## Passage for review:
Sugar Free Peanut Butter Cheesecake Ice Cream made with just a few ingredients and easy enough for a child to make at home! It's Keto, Low Carb, and can be made dairy free!
Making Healthy Sugar Free Ice Cream at Home
Making a healthier ice cream at home without sugar or eggs is pretty simple and one I now let my daughter make on her own. She just turned 12 and really loves being in the kitchen like me. Problem is I have taken over on most days and usually do the majority of kitchen chores since I'm constantly in the kitchen and of course it's "quicker" if I just do everything.
Bad news for me as a mom? I've made my kids too dependent on me and not self sufficient.
Finding a balance between allowing my kids to make their own meals and snacks, me not taking over and simply supervising is a goal I'm working towards and one I hope to achieve with all 3 of my kids over the rest of this year. This summer without school days and homework will be the perfect opportunity to start collecting recipes for them to make on their own without worry for me that my kitchen will be in utter mess and destroyed by the end of this experience.
Egg Free Keto Ice Cream
No heat cooking is where I feel comfortable to begin with my 12 year old.
So I am starting with a recipe for ice cream of course, because who doesn't want to learn to make their own ice cream right?

## The data:
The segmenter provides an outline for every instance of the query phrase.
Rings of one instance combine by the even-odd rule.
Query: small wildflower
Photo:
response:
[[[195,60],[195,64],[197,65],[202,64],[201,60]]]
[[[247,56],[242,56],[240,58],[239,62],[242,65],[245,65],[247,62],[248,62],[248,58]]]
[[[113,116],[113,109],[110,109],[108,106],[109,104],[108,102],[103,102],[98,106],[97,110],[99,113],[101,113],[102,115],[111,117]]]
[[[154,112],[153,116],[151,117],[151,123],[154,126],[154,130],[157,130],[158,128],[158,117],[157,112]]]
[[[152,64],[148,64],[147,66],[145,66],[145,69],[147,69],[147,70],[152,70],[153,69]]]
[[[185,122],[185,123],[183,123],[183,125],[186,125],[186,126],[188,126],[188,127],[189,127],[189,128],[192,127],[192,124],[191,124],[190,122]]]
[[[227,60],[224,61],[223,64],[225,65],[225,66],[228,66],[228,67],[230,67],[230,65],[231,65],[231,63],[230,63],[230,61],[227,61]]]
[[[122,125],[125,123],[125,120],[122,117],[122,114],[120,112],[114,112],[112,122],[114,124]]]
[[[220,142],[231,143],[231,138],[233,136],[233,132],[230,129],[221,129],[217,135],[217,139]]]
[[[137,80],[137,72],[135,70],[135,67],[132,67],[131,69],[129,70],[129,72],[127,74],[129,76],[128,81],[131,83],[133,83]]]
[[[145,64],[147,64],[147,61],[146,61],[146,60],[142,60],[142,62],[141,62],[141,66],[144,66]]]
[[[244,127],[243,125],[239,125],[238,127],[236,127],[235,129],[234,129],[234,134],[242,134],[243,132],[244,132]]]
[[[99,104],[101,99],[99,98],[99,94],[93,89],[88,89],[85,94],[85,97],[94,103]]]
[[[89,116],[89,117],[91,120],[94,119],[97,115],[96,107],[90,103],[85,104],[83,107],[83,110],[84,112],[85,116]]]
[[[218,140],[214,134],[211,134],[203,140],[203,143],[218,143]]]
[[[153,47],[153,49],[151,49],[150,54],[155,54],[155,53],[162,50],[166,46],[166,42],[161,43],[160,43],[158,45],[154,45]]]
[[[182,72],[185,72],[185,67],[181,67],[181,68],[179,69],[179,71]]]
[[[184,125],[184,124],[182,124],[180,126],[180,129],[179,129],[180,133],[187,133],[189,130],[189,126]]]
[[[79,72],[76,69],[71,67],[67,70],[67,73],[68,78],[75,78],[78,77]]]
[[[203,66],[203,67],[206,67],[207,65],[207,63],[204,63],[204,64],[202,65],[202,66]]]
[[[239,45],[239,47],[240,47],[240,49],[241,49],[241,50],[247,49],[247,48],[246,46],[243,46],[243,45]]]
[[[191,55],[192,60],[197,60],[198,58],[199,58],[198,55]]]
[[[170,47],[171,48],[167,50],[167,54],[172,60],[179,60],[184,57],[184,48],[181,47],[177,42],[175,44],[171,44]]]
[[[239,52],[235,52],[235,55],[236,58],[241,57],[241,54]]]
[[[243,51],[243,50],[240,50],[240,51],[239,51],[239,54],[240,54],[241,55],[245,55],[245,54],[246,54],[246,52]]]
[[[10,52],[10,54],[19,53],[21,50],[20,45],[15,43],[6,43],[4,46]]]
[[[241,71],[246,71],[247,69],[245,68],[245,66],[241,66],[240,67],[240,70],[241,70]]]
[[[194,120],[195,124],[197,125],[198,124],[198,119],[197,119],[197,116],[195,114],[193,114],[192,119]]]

## Your task:
Reproduce everything in the sugar-free peanut butter cheesecake ice cream text above from "Bad news for" down to "ice cream right?".

## Written response:
Bad news for me as a mom? I've made my kids too dependent on me and not self sufficient.
Finding a balance between allowing my kids to make their own meals and snacks, me not taking over and simply supervising is a goal I'm working towards and one I hope to achieve with all 3 of my kids over the rest of this year. This summer without school days and homework will be the perfect opportunity to start collecting recipes for them to make on their own without worry for me that my kitchen will be in utter mess and destroyed by the end of this experience.
Egg Free Keto Ice Cream
No heat cooking is where I feel comfortable to begin with my 12 year old.
So I am starting with a recipe for ice cream of course, because who doesn't want to learn to make their own ice cream right?